◆ **TASK BRIEF**
Rewrite each of the rows below with "put a pin on" changed to "mark". Leave every other word as it is.

◆ **DATA ROWS**

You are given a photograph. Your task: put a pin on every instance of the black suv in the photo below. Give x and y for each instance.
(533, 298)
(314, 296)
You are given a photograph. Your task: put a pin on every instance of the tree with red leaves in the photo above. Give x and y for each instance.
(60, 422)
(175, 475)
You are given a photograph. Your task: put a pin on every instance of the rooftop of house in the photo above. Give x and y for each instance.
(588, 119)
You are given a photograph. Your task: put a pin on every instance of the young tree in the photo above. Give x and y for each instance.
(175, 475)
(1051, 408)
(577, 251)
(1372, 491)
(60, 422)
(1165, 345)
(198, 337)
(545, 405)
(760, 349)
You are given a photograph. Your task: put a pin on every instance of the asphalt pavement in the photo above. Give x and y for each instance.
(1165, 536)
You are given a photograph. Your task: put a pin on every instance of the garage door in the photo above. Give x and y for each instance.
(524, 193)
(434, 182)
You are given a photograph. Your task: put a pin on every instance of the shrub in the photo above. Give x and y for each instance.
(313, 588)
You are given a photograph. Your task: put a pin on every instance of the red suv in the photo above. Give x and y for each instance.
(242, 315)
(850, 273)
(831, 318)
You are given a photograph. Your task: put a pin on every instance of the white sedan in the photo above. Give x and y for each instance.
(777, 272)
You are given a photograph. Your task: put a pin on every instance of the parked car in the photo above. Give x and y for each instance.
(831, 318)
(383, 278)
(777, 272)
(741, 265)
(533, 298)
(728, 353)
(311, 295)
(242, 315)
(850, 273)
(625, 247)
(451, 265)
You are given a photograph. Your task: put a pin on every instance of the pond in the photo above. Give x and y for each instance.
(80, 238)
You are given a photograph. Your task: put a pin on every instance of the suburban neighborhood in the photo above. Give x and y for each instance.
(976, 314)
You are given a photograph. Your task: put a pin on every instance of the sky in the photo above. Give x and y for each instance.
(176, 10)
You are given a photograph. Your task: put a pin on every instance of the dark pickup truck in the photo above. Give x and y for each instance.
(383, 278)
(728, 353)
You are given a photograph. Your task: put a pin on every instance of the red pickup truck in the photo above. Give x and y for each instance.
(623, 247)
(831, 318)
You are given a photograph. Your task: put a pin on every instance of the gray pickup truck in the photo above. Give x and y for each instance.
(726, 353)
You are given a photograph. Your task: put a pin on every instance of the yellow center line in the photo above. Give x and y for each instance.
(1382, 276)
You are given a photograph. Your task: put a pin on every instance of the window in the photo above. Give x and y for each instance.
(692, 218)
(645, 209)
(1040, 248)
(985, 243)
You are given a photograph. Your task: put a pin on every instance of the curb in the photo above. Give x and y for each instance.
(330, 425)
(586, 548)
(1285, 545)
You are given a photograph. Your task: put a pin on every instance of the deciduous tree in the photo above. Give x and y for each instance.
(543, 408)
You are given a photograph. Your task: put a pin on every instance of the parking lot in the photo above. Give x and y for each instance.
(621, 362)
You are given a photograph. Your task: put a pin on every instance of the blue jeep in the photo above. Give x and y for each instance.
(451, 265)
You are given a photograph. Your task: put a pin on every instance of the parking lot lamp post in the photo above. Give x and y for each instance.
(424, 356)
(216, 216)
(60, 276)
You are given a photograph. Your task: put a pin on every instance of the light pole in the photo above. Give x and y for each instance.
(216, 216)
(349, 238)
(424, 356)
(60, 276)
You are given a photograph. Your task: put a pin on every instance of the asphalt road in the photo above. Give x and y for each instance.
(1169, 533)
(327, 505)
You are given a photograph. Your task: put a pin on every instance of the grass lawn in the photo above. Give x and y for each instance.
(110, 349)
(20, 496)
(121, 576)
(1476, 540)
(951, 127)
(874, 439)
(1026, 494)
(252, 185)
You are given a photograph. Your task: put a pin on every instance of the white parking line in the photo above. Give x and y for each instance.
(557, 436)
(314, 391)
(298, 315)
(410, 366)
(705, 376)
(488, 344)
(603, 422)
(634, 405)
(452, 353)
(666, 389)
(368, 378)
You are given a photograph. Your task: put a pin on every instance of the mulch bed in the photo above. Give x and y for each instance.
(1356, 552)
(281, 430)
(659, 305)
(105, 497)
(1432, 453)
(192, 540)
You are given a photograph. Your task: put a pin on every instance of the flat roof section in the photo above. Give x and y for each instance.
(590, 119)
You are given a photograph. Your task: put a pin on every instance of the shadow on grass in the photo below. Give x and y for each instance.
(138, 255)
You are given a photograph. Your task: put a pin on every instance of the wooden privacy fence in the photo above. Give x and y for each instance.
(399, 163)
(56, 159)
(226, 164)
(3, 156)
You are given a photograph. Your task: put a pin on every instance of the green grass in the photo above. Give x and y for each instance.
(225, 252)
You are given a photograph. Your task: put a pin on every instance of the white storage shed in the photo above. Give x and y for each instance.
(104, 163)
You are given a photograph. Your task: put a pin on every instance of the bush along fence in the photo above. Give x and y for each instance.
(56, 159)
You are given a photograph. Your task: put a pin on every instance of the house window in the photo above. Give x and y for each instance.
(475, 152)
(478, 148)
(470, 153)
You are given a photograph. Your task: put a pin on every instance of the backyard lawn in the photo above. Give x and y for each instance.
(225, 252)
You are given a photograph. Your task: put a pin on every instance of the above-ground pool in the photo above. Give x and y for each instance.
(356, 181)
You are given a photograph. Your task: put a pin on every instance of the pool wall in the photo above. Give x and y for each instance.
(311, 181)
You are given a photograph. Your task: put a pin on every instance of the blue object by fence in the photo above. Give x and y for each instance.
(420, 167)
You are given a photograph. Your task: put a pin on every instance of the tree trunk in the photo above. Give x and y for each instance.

◆ **FINISHED TASK**
You are given a photograph. Your task: mark every instance of the black suv in the photo below. Give x and y for each instance.
(533, 298)
(314, 296)
You are given a photograph. Your task: mark every instance of the tree with red leaves in the photo above. Give x and y for each instance.
(60, 422)
(175, 475)
You are given a photograph. Your task: mark every instance of the rooftop of house in the photo above. Give x and y for each instance.
(588, 119)
You are given a photograph. Your task: mark every instance of the young tree in the photo above. Give x and y for each instance.
(175, 475)
(1051, 408)
(577, 251)
(1372, 491)
(60, 422)
(1165, 345)
(198, 337)
(545, 405)
(760, 349)
You are given a photograph. Your task: mark every instance of the asphalt pavement in the photo above. Give x and y for each instance.
(1165, 536)
You are given a photograph. Your task: mark every instance of the garage door in the photo above. Give x and y for each instance.
(524, 193)
(434, 182)
You are given a photograph. Your task: mark every instance of the shrub in the photo above. Give x and y for each instance.
(313, 588)
You are given a photograph. Your task: mark every instance of the red suv in the photo above. Give x and y for each instance.
(242, 315)
(850, 273)
(831, 318)
You are given a photograph. Your task: mark every instance of the white sedan in the photo above. Give x and y for each instance.
(777, 272)
You are given a photograph. Your task: mark every instance of the parked car in the photo above. Give x and y for each instance.
(831, 318)
(383, 278)
(777, 272)
(741, 265)
(533, 298)
(728, 353)
(311, 295)
(242, 315)
(850, 273)
(625, 247)
(451, 265)
You are given a photograph. Your task: mark every instance of the pond in the photo above. Give x and y for each instance.
(80, 238)
You are given a photograph. Your task: mark every instance of the suburban neighborhood in the photo above. Give x and y for each instance.
(976, 314)
You are given a photograph. Your task: mark every instance of the sky in the photo above. Give x and y for each instance.
(176, 10)
You are given a photograph. Your task: mark every instance of the dark pickup truck in the photo above. Give x and y for each instance.
(383, 278)
(728, 353)
You are given a photograph. Your task: mark every instance of the red pickup truck in the photo above. Give x and y for each instance.
(623, 247)
(831, 318)
You are given a photograph. Your task: mark every instance of the gray pickup truck in the photo above. Give x and y for each instance.
(726, 353)
You are given a photograph. Your task: mark every instance of the yellow center line in the photo above. Give x and y for each instance.
(1382, 276)
You are given a photograph. Your task: mark every instance of the window in the photo above. Give x and y for each instance.
(692, 218)
(645, 209)
(1040, 248)
(985, 243)
You are given a photograph. Your task: mark every instance of the curb in the photo above. Give x and y for each instance.
(330, 425)
(586, 548)
(1285, 545)
You are given a photograph. Your task: mark every instance of the deciduous tree in the photo above. Give x and y for each instance.
(543, 408)
You are given a photograph. Your task: mark every instance of the parking lot in the photo above. Give x and y for each instance.
(621, 362)
You are given a photograph. Your task: mark every instance of the blue jeep in the photo above. Give x and y for each instance.
(451, 265)
You are given a photograph. Your task: mark every instance of the parking lot lamp post in the photo above. Give x and y for each instance.
(424, 356)
(216, 216)
(60, 276)
You are given a photograph. Your task: mark every instance of the light pole in the photo above. Give x and y for each instance.
(216, 216)
(349, 238)
(424, 356)
(60, 276)
You are given a photograph. Your task: mark every instance of the asphalt road in the photo above. Give x and y for each instance.
(1169, 533)
(327, 505)
You are given a photograph. Your task: mark every instance of the grass lawn in the photo above. Give x and y for each instance.
(110, 349)
(20, 496)
(121, 576)
(1476, 540)
(951, 127)
(874, 439)
(1026, 494)
(252, 185)
You are given a photograph. Your task: mark every instance of the white parking line in the photo above. Give x and y for each instance.
(557, 436)
(314, 391)
(298, 315)
(410, 366)
(705, 376)
(488, 344)
(603, 422)
(634, 405)
(452, 353)
(666, 389)
(368, 378)
You are given a photograph. Your task: mark every instance of the mulch bed in the photo above. Give x and y for each instance.
(1356, 552)
(281, 430)
(659, 305)
(105, 497)
(1432, 453)
(192, 540)
You are given a photograph. Your task: mark every instance of the flat roof section in the photo above. Give x and y for each instance.
(590, 119)
You are given a photograph. Your task: mark every instance of the shadow on grass in the photo below. Give x and y for each instance.
(138, 255)
You are given a photograph. Your task: mark every instance of the wooden privacy fence in the photo above. Give x and y for each instance.
(399, 163)
(56, 159)
(226, 164)
(3, 156)
You are given a photograph. Your task: mark every instance of the green grass in the photo above. Give x and y for each instance.
(225, 252)
You are given a photograph. Your task: mark every instance of the white storage shed in the photo above. Give x and y for each instance.
(104, 163)
You are given a photograph. Your task: mark every instance of the bush along fence in the photo above. Give x and y for each instance.
(56, 159)
You are given a photograph. Your task: mark every instance of the house window in the photo above. Give x and y for each instance.
(475, 152)
(478, 148)
(470, 153)
You are given a photograph. Your task: mark every instance of the backyard lawn in the photo above. Give x and y for each instance.
(225, 252)
You are given a photograph. Your task: mark every instance of the above-ground pool in the photo above. Give x and y for each instance.
(356, 181)
You are given a photograph. Your task: mark every instance of the pool wall in the photo above. Give x and y for each instance.
(311, 181)
You are given a photograph. Your task: mark every instance of the blue object by fence in the photo above. Give x and y for each instance.
(420, 167)
You are given a photograph. Your task: mark every instance of the tree trunk in the photo above. Give x and y for each instance.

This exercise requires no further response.